- **TASK LIST**
(1) In the piece on course launches, name every figure that measures time, money or list size, with a few words on what each one counts.
(2) Pick up the piece on course launches after its last sentence and keep writing in the same voice.
# Start of EXTRACT
The question is how to create urgency without leaving money on the table. The ultimate form of scarcity is taking away the opportunity to buy the course — closing enrollment. But theoretically you can only do that once.

Some people will fake closing a cart, reopen it, and then close it for real. But making this a habit can undermine the power of the deadline altogether.

Discounts have a similar problem. You can only offer one in a short period of time.

That’s why expiring bonuses are one of my favorite ways to create urgency. Using limited-time bonuses as incentives to “act now” lets you harness the power of deadlines without ending the original offer.

The secret to great bonuses is to make their value simple. Generally, people won’t buy a course just for the bonus. So if you haven’t already sold your customer on the actual program, the bonus won’t help.

You need to be able to send an email that makes a compelling pitch for the training and then explains the value of the disappearing bonus in no more than a paragraph.

Do this well and you can move your fence-sitters into taking action. But to get them on the fence in the first place, you’ll need this next lesson.

Before you can sell a deadline, you have to sell the product

When entrepreneurs are feeling insecure (or overconfident) about the value of their product, they’ll focus their messaging on a deadline or a discount and forget to tell the customer why the course is worth buying.

The secret to using deadlines and discounts is to sell people on your product as if no other incentive existed.

Then, when your customer is on the edge of making a commitment, you announce the deadline to close the sale.

I remember running a launch that stalled in the middle (most launches do to some extent). I woke up the next morning to find my client had sent the list a nervous email saying “the deadline is coming!” But the deadline was still four days away — easy to procrastinate on.

This particular course taught how to write fiction. The promise was clear, people knew what they were getting, so I told my client to start crushing objections.

Why would targeted leads who understood the offer not take action? They either…

  1. Weren’t convinced the training really worked
  2. Worried they didn’t have what it would take to succeed

I encouraged my client to spend the next two days sharing success stories. Proving that success was doable. He was fine with that, but then I went a step further. I told him, “Don’t hard-sell the product. Just deliver the information, give people a chance to take action, and get out.”

Now my client was nervous. The launch was slowing down, and I was telling him to sell less? It seemed counter intuitive, but it’s totally logical.

People who aren’t ready to buy don’t respond well to pushiness.

If you force a decision on someone who’s not yet convinced, the decision they make will be a big fat “No.”

The in-your-face car dealership model costs you sales by scaring people off instead of warming them up. It’s when prospects are already persuaded that deadlines close sales.

Over the next two days, we sent emails demonstrating the transformation real people were seeing, and sales trickled in. With forty-eight hours to go, we focused on the deadline. As is often the case with a launch, we doubled our money in the final forty-eight hours.

To date, I consider that the most successful launch I’ve ever run. We made $260,000 from an email list of 12,000 people (That’s the total list size. Not a launch list.).
# End of EXTRACT
# Start of RECORD LIST
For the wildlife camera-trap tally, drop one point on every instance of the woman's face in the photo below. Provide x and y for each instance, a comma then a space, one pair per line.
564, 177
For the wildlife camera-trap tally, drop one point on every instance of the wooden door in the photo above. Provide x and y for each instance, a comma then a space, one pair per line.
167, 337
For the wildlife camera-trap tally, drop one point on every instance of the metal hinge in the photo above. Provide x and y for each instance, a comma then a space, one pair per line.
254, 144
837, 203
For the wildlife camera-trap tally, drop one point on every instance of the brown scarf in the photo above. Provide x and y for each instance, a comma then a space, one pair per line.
# End of RECORD LIST
- **FINAL RESULTS**
(1)
- Four days: how far off the deadline still was when the nervous email went out
- Two days: how long the success stories were to run
- Forty-eight hours: the final stretch that focused on the deadline, when the money doubled
- $260,000: what the launch made
- 12,000: the number of people on the email list

(2)
You can almost never attribute success solely to one thing, but using a deadline correctly helped us double our money in the last two days. It all started with understanding what we were actually selling, which I’ll cover in the next lesson.

Customers don’t want your product. They want the transformation

In college, I learned the importance of selling benefits over features. For example, instead of explaining how the engine works, you tell potential buyers how fast the car will go or how it gets 40 miles to the gallon.

When I started launching online courses, a training by Jeff Walker taught me the power of selling a transformation, which is even stronger than selling benefits.

Instead of saying what the product includes or even what it can do, show your prospects what their lives will look like after they own what you’re selling.

In online marketing, this method isn’t just effective, it’s elegantly natural because almost all online trainings are founded on a story of transformation.

Generally, courses are created by normal people who went on a journey of self-improvement. Maybe they wanted to start their own business, lose weight, or write a bestselling book. After accomplishing their goal, they built a course explaining how they did it.

When people buy the program, it isn’t because they care about the steps or the hacks, they just want the same transformation the person selling the course experienced.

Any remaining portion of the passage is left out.